_ABOUT THIS EXERCISE:_ For the records below, tally the lines that include the word "lizard" and give only the tally.

Stored data:
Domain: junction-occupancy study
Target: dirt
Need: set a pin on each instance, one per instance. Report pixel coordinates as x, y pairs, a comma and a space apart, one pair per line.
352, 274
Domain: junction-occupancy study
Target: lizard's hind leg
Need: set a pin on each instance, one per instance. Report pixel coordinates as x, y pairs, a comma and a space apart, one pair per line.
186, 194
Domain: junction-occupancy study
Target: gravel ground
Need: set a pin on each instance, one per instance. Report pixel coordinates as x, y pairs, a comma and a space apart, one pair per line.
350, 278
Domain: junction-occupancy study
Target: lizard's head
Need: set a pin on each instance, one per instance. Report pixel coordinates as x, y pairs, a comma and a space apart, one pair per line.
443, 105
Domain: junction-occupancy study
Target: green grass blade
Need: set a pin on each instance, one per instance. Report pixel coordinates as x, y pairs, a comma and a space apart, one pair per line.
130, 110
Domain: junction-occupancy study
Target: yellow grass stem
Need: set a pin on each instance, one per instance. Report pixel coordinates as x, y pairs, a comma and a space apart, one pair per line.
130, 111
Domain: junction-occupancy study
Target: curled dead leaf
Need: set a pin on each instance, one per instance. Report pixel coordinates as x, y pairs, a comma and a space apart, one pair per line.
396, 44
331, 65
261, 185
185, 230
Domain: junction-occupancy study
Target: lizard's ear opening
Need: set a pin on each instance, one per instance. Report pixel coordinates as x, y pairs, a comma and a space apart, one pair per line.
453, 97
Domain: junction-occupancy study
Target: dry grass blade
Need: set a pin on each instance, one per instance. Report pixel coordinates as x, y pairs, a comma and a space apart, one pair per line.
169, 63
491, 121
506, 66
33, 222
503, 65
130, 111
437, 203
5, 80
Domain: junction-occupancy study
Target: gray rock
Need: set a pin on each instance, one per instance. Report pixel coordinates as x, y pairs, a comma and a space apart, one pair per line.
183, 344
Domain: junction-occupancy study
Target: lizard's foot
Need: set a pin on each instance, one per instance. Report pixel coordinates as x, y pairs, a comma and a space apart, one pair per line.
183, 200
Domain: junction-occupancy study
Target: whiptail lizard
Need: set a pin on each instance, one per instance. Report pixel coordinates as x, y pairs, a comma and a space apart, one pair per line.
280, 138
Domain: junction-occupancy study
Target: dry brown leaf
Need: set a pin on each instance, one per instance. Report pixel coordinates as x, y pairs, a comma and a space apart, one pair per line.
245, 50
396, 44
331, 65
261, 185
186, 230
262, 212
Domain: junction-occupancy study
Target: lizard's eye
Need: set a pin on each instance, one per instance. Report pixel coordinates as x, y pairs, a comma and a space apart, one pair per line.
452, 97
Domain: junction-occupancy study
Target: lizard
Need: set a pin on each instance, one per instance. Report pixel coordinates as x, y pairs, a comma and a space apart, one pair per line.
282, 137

_WRITTEN ANSWER:_ 7